## AUFGABEN
A. Wie heißt im Bericht über den Oktober der Club, in dem die Halloween-Party stattfand?
B. Führe bitte den Bericht über den Oktober nach seinem letzten Satz weiter.

━━━ AUSGANGSTEXT ━━━

El Octubre
Neue Bekanntschaften, kulinarische Höhepunkte und mehr...
Hallo meine Lieben,
also in Bezug auf die katalanische Zeitrechnung hätte ich hier noch ein paar klitzekleine Details hinzuzufügen, die mir bei meinen letzten Einträgen noch nicht bekannt waren:
Ein normaler Alltag startet hier ungefähr gegen 9 oder 10 Uhr, was auch der Zeit zum Frühstücken entspricht. Gegen 13 bzw. 14 Uhr gibt es dann frühestens Mittag und zwischen Mittag- und Abendessen um 22 Uhr, isst man gegen 19 oder 20 Uhr vielleicht noch ein paar „Emparedados“. Im Großen und Ganzen demnach alles 2h später als bei uns in Deutschland. Dementsprechend später beginnt hier auch das Feiern.
So trafen wir Freiwilligen uns einmal 22 Uhr bei den anderen in der Wohnung zum gemeinsamen „Vorglühen“, Quatschen und Musik hören. Gegen 24:30 Uhr starteten dann 3 von uns zur Party. Dort angekommen waren wir trotz gähnender Leere zunächst noch zuversichtlich, dass weitere Gäste bald kommen würden. Doch nach 1h warten, wurde uns dann doch klar, dass die Leute hier tatsächlich erst in den frühen Morgenstunden, also zwischen 3-6 Uhr feiern gehen.
Nach diesem Flop, bereiteten wir uns letzten Dienstag besser vor und machten uns, in Erwartung einer Halloween Party im angesagtesten Club der Stadt – dem „Stroika“, erst gegen 22:30 Uhr auf zu den Anderen. Glücklicherweise hatten Marie und Laura bei unserer verzweifelten Suche nach Schminke, doch noch eine kleine Palette mit 6 Farben gefunden, die wir nun in sorgfältiger Pinselführung auf die Gesichter verteilten. Mit schauriger Erscheinung empfingen wir dann auch noch einen weiteren Gast - Joan aus Portugal, den wir auf dem „On-arrival Seminar“ in Coma Ruga (vorletzte Woche) kennenlernten. Bei schwarzem Vodka und türkischem Alkohol, der uns von unserer erst vor kurzem angereisten „Mitfreiwilligen“ Özgyn präsentiert wurde, kamen wir so richtig in Stimmung. Gegen 24:30 Uhr holten uns dann Robert, den wir im Rahmen eines anderen Ereignisses kennengelernt hatten, und sein Freund mit 2 Autos ab. In dessen Wohnung warteten wir noch bis kurz vor 2 Uhr und liefen dann durch die kalte Nacht schnell zum nicht weit entfernten Stroika, um den kostenlosen Eintritt noch als Letzte nutzen zu können. Dröhnende Musik und viele Menschen empfingen uns. Wir hatten also dieses Mal die richtige Zeit getroffen. Voller Begeisterung stürzten wir uns ins Getümmel. Bis 5 Uhr tanzten wir uns die Füße wund. Dann verließ ich mit Robert das Stroika. Er brachte mich netterweise noch nach Hause.

━━━ DATENSÄTZE ━━━

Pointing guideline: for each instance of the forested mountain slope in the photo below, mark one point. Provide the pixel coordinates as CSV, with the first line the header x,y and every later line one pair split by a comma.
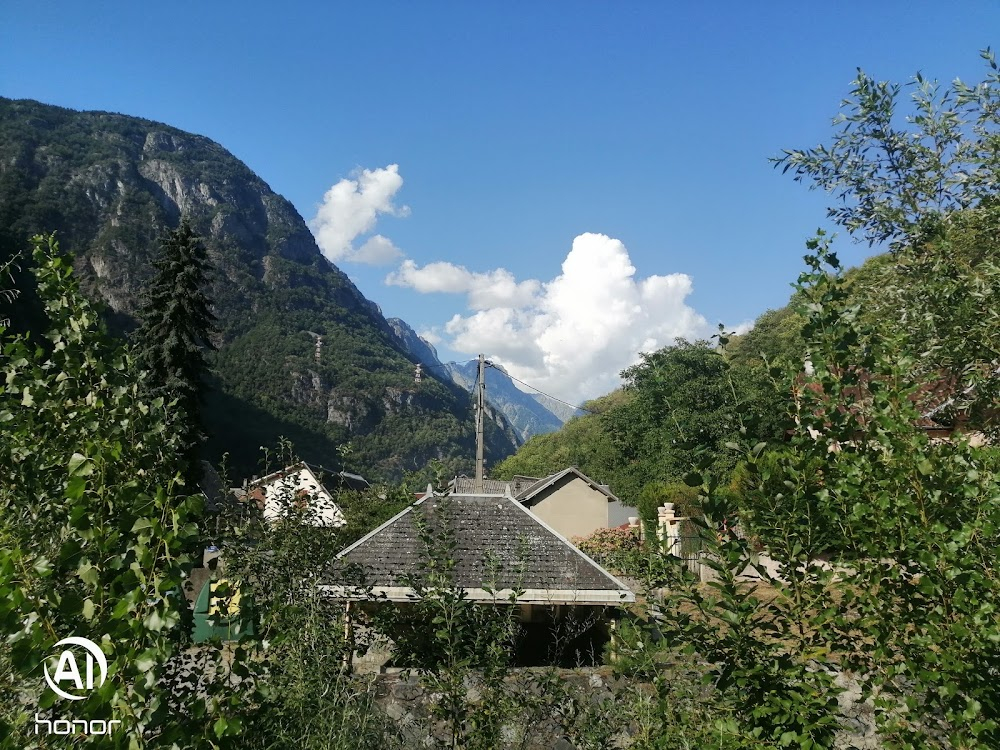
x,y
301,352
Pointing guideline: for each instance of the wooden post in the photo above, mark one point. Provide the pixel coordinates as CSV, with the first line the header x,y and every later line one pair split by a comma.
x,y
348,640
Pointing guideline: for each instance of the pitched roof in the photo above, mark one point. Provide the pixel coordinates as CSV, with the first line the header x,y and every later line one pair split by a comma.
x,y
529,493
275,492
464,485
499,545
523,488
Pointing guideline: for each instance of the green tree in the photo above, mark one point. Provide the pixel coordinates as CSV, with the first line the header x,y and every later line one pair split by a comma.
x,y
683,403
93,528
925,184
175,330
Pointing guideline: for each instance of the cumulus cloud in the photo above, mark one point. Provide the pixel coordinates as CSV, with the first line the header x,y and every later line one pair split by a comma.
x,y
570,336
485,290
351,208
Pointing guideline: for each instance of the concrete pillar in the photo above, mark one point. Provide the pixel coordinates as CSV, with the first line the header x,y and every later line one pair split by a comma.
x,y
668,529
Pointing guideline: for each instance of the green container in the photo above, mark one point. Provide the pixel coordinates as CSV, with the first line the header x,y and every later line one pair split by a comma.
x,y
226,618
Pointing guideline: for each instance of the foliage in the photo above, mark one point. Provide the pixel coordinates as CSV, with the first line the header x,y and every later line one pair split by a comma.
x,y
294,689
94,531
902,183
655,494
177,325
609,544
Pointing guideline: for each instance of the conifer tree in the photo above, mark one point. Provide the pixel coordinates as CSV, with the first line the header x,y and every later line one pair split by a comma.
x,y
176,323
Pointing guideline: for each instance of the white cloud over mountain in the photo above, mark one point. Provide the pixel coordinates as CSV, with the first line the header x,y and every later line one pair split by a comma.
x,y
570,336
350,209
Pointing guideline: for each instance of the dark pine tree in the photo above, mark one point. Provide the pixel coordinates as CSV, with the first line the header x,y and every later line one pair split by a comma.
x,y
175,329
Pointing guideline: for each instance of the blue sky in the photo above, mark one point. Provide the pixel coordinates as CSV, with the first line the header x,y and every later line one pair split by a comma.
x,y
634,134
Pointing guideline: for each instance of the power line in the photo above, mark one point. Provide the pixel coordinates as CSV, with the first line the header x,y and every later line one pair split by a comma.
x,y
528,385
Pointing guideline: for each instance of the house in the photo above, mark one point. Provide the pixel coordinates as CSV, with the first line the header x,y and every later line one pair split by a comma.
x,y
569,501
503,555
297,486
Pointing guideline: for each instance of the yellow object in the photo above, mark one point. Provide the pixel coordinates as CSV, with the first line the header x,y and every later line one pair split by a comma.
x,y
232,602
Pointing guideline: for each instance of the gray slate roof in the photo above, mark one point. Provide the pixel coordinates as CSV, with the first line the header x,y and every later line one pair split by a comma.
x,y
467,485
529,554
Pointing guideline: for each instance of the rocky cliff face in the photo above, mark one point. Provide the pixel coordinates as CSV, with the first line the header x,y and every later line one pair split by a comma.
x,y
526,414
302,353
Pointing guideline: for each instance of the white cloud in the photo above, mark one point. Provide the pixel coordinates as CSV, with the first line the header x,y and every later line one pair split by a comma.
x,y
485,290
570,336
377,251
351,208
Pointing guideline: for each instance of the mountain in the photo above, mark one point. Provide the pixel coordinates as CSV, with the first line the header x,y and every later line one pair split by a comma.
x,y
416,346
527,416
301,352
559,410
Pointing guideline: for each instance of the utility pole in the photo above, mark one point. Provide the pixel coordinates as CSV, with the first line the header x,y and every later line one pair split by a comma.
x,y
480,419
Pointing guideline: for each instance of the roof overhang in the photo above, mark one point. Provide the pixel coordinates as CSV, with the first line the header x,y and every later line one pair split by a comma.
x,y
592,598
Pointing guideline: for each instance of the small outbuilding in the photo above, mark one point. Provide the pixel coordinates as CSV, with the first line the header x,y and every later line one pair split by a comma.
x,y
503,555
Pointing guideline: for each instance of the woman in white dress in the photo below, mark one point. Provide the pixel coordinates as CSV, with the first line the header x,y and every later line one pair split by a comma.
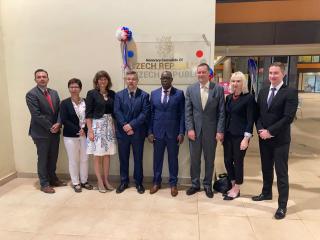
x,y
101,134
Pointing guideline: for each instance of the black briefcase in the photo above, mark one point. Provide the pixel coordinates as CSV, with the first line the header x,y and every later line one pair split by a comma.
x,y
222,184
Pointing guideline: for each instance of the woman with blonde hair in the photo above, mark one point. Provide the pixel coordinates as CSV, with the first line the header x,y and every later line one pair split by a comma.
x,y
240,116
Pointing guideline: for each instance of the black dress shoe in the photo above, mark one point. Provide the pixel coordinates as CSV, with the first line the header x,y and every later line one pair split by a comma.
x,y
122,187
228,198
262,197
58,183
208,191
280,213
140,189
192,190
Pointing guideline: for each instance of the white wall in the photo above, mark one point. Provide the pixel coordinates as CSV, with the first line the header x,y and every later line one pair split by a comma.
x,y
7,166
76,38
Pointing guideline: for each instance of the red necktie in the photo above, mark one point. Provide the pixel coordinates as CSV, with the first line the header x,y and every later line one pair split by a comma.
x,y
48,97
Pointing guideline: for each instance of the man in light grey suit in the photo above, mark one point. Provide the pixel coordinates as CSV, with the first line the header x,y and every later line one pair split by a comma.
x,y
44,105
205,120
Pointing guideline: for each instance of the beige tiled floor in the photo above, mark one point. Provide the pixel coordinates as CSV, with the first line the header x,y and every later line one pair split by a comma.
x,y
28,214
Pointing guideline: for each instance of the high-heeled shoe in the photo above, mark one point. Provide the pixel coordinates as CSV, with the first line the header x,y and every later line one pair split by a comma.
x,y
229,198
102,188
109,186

━━━
━━━ DATENSÄTZE ━━━

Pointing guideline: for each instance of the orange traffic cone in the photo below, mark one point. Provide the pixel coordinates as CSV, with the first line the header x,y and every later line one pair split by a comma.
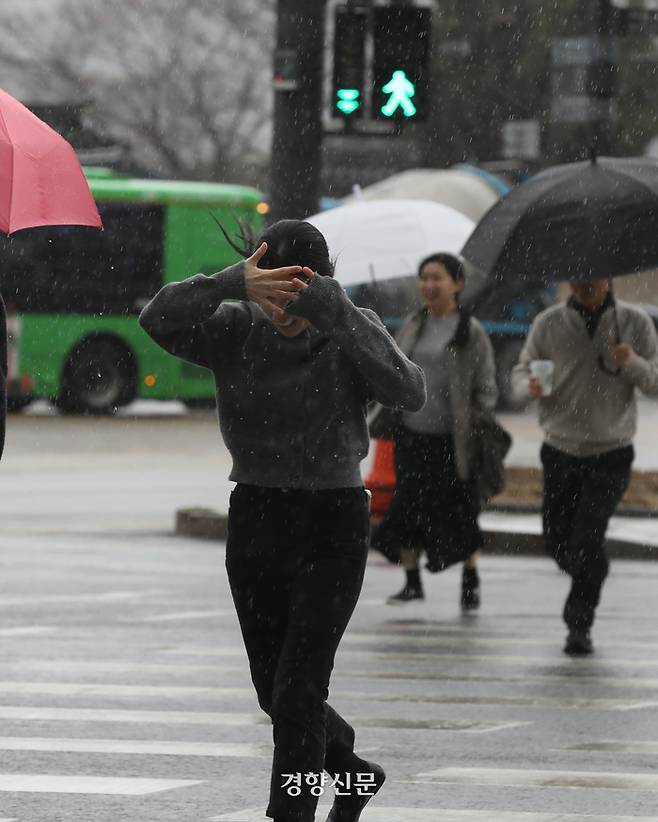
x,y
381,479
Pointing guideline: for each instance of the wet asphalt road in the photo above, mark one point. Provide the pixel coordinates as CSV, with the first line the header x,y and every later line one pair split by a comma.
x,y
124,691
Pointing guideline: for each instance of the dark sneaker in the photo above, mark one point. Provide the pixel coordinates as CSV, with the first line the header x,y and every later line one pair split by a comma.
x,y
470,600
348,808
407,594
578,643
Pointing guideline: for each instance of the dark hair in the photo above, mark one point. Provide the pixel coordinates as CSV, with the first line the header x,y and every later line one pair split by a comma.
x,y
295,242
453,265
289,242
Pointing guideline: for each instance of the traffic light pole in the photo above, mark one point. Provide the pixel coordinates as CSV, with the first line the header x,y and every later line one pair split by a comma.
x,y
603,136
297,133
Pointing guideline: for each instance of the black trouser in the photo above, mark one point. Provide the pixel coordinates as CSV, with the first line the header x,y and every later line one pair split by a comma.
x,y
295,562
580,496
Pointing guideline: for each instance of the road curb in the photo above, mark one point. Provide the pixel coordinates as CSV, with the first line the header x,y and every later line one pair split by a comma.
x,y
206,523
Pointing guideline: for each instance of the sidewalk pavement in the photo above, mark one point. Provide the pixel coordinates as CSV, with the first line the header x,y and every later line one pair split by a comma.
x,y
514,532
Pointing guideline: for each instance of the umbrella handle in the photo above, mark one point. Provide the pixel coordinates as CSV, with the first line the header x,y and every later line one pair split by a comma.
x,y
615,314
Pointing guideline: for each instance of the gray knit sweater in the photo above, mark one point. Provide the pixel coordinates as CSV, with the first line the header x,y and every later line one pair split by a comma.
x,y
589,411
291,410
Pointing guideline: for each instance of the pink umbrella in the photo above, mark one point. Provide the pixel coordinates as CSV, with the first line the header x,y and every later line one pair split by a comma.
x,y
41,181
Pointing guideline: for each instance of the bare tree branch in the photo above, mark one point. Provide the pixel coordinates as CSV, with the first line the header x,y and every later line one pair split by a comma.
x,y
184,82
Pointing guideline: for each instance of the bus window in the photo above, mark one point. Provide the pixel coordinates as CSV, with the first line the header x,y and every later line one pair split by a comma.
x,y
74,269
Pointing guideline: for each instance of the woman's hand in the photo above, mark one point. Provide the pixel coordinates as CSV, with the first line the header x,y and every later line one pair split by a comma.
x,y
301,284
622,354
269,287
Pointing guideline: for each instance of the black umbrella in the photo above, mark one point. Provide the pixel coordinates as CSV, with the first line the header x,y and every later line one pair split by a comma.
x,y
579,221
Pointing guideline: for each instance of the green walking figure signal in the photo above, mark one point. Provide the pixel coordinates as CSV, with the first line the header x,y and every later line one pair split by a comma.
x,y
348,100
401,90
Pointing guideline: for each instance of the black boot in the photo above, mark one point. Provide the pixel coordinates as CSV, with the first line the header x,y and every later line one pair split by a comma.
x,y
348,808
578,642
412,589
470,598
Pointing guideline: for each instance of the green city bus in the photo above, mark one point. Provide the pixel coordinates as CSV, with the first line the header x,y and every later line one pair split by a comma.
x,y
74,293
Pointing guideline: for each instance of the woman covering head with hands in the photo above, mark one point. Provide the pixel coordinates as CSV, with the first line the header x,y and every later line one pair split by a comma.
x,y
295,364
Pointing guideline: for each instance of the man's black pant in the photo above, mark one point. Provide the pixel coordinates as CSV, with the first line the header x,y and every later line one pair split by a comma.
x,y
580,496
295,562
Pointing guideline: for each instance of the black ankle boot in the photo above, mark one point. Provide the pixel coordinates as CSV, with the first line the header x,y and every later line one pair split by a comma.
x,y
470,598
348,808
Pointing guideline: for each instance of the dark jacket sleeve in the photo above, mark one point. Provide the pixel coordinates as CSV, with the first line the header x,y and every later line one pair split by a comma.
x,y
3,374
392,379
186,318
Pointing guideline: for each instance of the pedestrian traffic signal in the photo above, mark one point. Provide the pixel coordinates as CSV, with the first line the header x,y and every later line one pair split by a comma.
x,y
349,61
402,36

━━━

## LÖSUNGEN
A. Stroika

B.
Robert lernte ich übrigens im Rahmen eines Treffens mit den Mitgliedern des Deutschunterrichts einer Sprachschule hier in Manresa kennen. Den Kontakt zur Sprachschule hatte uns Alba vermittelt. Einmal im Monat treffen sich nämlich die zwei Lehrerinnen und einige ihrer Deutschschüler in einem Café oder Ähnlichem und unterhalten sich auf Deutsch. Im Oktober konnten Marie und ich das erste Mal bei einem solchen Treffen dabei sein. Eine der beiden Lehrerinnen (sie lebt schon seit 1995 in Katalonien) holte Marie und mich unweit unserer Wohnung ab. Im „Viena“ trafen wir auch schon auf die ersten Schüler, die übrigens alle mindestens 20 Jahre alt sind. Sie besuchen freiwillig diese Kurse und ihr Deutsch ist wirklich sehr gut. Nachdem wir uns mit Getränken und Essen versorgt hatten, nahmen wir an einer langen Tafel Platz und unterhielten uns bis 23:30 Uhr über Auslandsaufenthalte, Jobs, die aktuelle politische Lage in Katalonien und und und. Mit einigen, wie Robert, tauschten wir auch prompt Nummern aus und knüpften so neue Kontakte hier in Manresa. Eine 70 jährige „Schülerin“ (Carmen) bot uns spontan ihre Hilfe in Bezug auf Spanisch lernen oder wenn wir mal eine Auto brauchen sollten, an. Ihre Telefonnummer erhielten wir auch gleich. Also, wieder einmal ein total herzlicher, freundlicher und offener Empfang von ja eigentlich völlig fremden Menschen. Einfach toll!
Doch diese Gelegenheit, hier neue Leute kennenzulernen, sollte nicht die einzige bleiben, die uns Alba organisiert hatte.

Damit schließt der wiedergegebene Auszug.